● **本文抜粋**

┌──

自動インスリン投与システムの適応を2型糖尿病患者に拡大 1型糖尿病向けには2年前に承認 米FDA

2024.09.04
FDAが自動インスリン投与システムの適応を2型糖尿病に拡大

 米食品医薬品局(FDA)は、従来2歳以上の1型糖尿病に適応を有していた、Insulet社の自動インスリン投与システム「Omnipod 5」を、18歳以上の成人2型糖尿病患者へ適応拡大することを承認した。これにより同製品は、1型糖尿病と2型糖尿病の双方に適応をもつ、はじめてで唯一の自動インスリン投与システムとなる。

 Omnipod 5は、インスリン注入ポンプや持続血糖モニターと連動して、指先穿刺による血糖測定やインスリン注射をせずに、血糖管理を可能にするシステム。5分ごとにその時点の血糖値と血糖変動に見合った最適なインスリン投与量を判定し、最大3日間、インスリンを自動で投与し続ける。FDAは2022年に、同製品を1型糖尿病患者向けに承認していた。

 今回の適応拡大に際して、18歳以上の2型糖尿病患者を対象に行われた臨床試験「SECURE-T2D研究」の結果が検討された。この研究の参加者は289人で、年齢、人種/民族、教育歴、収入の異なる多様な背景をもち、インスリン注射やGLP-1受容体作動薬などによる治療を行っていた。

 Omnipod 5を用いた13週間の介入により、患者背景にかかわらず全てのサブグループで血糖コントロールの改善が認められた。

└──

● **提供データ**
┌──

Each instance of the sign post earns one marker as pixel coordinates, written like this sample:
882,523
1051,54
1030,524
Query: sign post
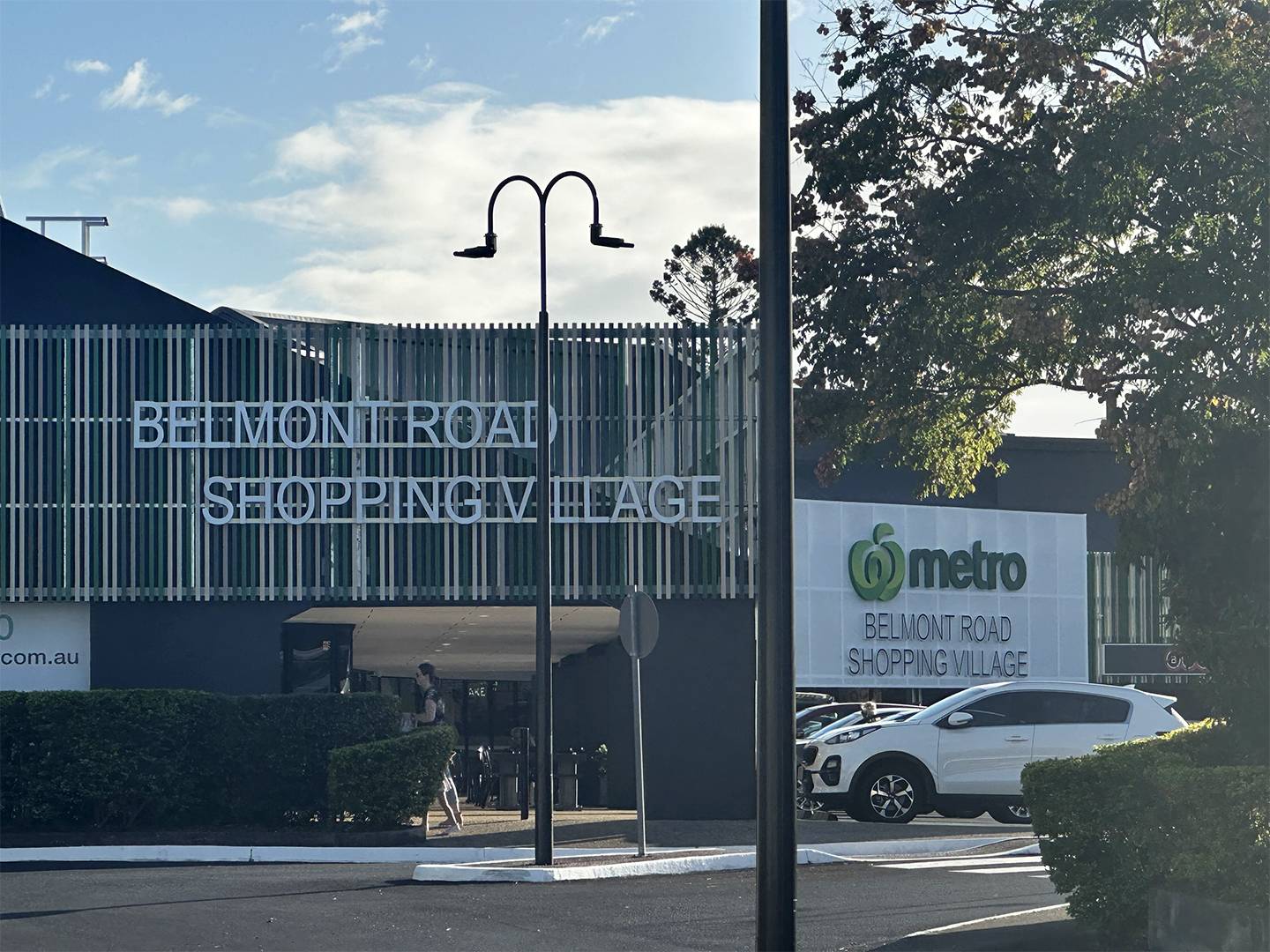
639,628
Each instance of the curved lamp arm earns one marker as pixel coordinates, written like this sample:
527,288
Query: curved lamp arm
596,227
597,236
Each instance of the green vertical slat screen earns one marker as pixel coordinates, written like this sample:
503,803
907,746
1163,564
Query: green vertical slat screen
88,517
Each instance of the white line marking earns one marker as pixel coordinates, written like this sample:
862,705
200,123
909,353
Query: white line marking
967,862
984,919
1000,870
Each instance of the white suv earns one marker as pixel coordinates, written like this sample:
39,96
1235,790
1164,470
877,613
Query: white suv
967,752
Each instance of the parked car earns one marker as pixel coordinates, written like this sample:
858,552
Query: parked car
967,752
884,712
810,720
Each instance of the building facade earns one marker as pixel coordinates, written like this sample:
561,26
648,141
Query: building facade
250,502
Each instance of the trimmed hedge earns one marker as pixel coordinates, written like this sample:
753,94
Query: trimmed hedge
124,759
1156,813
386,782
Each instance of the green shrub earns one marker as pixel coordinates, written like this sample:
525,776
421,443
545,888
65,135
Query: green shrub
386,782
1156,813
295,735
122,759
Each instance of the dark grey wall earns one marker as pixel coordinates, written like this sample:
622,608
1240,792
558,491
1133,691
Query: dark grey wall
698,712
1045,475
42,282
231,648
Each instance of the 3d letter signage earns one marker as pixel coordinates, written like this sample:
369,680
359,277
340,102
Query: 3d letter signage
418,426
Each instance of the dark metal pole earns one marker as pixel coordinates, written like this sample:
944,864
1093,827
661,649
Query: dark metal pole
775,660
542,838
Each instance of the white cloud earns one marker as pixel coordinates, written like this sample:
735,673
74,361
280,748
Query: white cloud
355,34
407,179
317,149
424,61
79,167
83,66
227,117
138,90
184,208
597,29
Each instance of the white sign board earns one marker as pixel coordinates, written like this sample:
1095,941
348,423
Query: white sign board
43,646
937,597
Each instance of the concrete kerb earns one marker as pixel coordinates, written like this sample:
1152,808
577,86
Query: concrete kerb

└──

● **課題項目 A**
本文抜粋によると、SECURE-T2D研究の参加者は何人か。
● **課題項目 B**
本文抜粋の「今回の適応拡大に際して、18」から「トロールの改善が認められた。」までの範囲を、両端を含めて一字一句そのまま複写せよ。
提供データの各行は、本文抜粋とは別個の資料である。

● **解答 A**
289人

● **解答 B**
今回の適応拡大に際して、18歳以上の2型糖尿病患者を対象に行われた臨床試験「SECURE-T2D研究」の結果が検討された。この研究の参加者は289人で、年齢、人種/民族、教育歴、収入の異なる多様な背景をもち、インスリン注射やGLP-1受容体作動薬などによる治療を行っていた。

 Omnipod 5を用いた13週間の介入により、患者背景にかかわらず全てのサブグループで血糖コントロールの改善が認められた。